SOURCE ▸
The Premier League – Saturday 13th September 2008
Hull City: the new Derby County. Or so we were sorrowfully told in the summer, the southern press instantly writing off as our chances as a speedier alternative to actually assessing them. Derby County’s traumatic season saw them win just one game. We’ve won two already, one of them on the road.
One of my greatest wishes for this season was an away win – to see City take on a Premier League side on their own patch and relieve them of three points. It was something evaded Derby on each of their nineteen attempts; it’s taken us just two.
And what a stirring victory it was, too. With the media’s fawning over Newcastle and their so-called “crisis” (of which more later), City snuck in, outplayed their hosts completely and proudly collected a win. Not a streaky win with goals against the run of play, or courtesy of outrageous good fortune, or thanks to errant officiating. City deserved this.
It was achieved with an unexpected XI, however – Halmosi in on the left, Fagan partnering King up front, Mendy on the right wing, McShane in for Ricketts and no Boateng or Geovanni. Cripes. It meant the Tigers adopted the familiar 4-4-2 formation with the unfamiliar line-up of: Myhill; McShane, Turner, Gardner, Dawson; Mendy, Ashbee, Marney, Halmosi; Fagan, King. Further surreality was lent to the City team by referee Andy Marriner’s insistence upon City wearing some borrowed Newcastle shorts and socks, with the official fretting that our all-slate/silver/grey/whatever kit would clash too much with Newcastle’s barcodes.
Ascending to one’s chosen spot in Newcastle away’s section is quite a task. Fourteen flights of steps await, as does a further climb once you arrive in. The view is quite extraordinary – a distance of some quarter-mile reputedly exists between the away supporters and the far goal. I can well believe it. And at first acclimatising to Subbeteo-type view takes some doing – however, it is better than it may appear at first, and the whole pitch can be taken in at once.
Attacking the far end of the stadium, City settled quickly and fashioned an early chance for Halmosi, whose shot was smothered by an on-rushing Newcastle defender. The home side responded by winning a corner in front of us – Xisco header it over. Back came City, enjoying themselves in a lively, open start to the game, and King had a shot comfortably clasped by Shay Given. Newcastle’s turn – Dawson was caught out on the left when Geremi’s powerful run left him stranded; he cut the ball to the far post where Guthrie had ghosted into space, but his shot was mis-hit and bobbled safely wide of Myhill’s left-hand post. A let-off for City.
Newcastle were enjoying their best spell of the game at this point, and could have taken the lead when an excellent Geremi free-kick saw England international Michael Owen evade his marker and send a header spearing towards Myhill’s goal – it looked a certain goal, until the City keeper instinctively hurled himself to the right and parried the ball to the side. A marvellous, game-changing save.

PROVIDED DATA ▸
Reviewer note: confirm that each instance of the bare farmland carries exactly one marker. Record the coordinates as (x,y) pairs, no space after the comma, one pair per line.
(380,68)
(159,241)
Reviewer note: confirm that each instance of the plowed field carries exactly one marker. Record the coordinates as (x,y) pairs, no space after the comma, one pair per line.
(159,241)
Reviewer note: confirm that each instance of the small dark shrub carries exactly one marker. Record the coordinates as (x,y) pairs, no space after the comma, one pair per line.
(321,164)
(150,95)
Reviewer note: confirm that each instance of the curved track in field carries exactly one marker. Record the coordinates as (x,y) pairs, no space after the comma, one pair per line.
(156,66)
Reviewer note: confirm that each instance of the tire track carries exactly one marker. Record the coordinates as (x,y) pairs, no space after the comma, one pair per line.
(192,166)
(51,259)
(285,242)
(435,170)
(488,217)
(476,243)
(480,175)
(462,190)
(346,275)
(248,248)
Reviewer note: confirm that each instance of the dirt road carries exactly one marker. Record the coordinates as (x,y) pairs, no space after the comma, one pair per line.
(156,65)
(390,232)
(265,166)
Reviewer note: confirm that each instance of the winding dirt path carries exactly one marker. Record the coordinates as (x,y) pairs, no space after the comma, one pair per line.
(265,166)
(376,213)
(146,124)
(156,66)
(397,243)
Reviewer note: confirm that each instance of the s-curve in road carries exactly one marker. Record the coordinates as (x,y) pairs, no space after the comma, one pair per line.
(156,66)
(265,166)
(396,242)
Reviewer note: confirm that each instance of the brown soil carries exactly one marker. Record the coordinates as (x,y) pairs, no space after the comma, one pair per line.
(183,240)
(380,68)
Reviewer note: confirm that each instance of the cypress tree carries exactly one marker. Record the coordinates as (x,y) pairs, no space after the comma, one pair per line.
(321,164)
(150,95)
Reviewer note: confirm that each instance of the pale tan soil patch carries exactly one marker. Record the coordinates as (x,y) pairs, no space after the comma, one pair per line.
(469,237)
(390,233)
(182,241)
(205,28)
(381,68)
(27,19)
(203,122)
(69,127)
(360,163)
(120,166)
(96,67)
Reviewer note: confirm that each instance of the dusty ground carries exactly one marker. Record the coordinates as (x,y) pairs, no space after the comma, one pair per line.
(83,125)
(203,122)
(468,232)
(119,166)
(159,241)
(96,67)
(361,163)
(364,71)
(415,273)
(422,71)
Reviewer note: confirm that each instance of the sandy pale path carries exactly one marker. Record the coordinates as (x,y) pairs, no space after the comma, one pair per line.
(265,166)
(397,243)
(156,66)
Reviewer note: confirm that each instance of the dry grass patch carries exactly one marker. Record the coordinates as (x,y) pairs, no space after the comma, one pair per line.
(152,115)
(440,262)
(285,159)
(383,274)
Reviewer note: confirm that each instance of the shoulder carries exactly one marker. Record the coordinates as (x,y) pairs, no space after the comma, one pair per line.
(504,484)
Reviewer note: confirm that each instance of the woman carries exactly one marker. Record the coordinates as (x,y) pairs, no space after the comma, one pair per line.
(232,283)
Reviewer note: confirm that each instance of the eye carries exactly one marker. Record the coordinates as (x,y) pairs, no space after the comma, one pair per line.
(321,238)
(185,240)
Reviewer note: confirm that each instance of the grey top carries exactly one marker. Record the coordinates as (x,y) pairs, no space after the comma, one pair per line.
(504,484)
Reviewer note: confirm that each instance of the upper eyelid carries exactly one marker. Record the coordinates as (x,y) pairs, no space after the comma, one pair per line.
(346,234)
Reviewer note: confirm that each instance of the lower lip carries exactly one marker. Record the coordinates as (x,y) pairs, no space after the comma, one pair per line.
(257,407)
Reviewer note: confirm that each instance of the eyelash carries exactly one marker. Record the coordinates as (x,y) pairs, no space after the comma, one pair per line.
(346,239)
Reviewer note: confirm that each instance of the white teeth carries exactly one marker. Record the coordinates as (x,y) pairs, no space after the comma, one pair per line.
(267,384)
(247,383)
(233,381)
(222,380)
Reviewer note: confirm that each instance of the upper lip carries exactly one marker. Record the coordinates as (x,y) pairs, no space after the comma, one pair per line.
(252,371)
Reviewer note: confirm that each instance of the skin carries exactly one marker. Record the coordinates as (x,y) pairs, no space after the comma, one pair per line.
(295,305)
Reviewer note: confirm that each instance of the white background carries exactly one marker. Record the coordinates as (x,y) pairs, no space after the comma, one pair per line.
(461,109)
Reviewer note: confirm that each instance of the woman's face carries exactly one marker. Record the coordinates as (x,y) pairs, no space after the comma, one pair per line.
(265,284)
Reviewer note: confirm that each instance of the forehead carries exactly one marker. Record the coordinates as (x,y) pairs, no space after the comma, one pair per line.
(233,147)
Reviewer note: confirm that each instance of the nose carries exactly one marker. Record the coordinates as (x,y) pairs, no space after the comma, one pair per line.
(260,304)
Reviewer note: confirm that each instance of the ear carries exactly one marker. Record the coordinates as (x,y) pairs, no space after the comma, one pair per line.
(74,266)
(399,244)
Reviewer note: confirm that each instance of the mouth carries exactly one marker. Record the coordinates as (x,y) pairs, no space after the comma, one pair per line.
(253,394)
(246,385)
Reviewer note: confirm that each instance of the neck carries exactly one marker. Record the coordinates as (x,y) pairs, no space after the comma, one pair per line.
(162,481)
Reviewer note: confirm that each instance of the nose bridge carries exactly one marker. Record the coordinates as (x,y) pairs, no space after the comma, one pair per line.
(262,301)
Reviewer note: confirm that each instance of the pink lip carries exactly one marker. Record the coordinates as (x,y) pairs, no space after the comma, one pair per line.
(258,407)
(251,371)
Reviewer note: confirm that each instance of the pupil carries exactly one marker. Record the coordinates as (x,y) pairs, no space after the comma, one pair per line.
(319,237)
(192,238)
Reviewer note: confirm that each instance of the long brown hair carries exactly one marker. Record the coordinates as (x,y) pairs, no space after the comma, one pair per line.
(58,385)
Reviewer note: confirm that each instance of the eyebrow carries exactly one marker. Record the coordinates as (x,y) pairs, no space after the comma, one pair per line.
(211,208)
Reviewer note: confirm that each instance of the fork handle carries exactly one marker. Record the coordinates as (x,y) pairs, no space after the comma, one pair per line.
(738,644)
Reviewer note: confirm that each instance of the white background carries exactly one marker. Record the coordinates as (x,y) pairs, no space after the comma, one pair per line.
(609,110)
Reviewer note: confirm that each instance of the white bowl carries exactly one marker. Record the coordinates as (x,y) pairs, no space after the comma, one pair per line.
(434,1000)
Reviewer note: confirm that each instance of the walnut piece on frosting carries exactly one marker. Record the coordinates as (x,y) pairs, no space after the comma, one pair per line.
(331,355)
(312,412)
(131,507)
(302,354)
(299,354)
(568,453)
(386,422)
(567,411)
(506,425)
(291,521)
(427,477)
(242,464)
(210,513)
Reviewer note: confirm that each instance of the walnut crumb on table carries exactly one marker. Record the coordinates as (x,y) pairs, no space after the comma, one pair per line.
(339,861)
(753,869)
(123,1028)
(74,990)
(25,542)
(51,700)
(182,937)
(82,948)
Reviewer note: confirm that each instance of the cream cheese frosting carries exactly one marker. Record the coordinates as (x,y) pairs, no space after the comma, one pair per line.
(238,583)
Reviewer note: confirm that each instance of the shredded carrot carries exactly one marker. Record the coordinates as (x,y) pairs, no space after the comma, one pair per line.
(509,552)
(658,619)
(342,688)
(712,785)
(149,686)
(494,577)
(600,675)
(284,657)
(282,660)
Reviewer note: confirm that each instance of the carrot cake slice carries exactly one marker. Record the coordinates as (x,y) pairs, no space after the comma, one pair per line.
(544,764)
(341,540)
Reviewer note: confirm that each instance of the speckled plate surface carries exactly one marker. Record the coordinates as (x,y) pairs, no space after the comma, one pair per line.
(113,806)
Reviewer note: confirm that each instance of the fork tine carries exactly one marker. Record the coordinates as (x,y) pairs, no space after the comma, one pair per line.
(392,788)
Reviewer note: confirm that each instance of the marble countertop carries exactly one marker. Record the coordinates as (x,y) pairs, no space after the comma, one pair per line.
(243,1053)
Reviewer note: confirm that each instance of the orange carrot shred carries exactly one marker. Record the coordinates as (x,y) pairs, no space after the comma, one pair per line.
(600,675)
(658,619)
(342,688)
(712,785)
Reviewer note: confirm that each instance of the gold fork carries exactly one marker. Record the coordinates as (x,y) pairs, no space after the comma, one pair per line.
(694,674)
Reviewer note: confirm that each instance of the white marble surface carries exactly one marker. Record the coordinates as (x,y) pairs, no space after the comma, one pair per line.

WHAT YOU SHOULD DO ▸ Duplicate a passage from the match report word for word, beginning at the words "One of my greatest" and stopping after "us just two.".

FULL ANSWER ▸
One of my greatest wishes for this season was an away win – to see City take on a Premier League side on their own patch and relieve them of three points. It was something evaded Derby on each of their nineteen attempts; it’s taken us just two.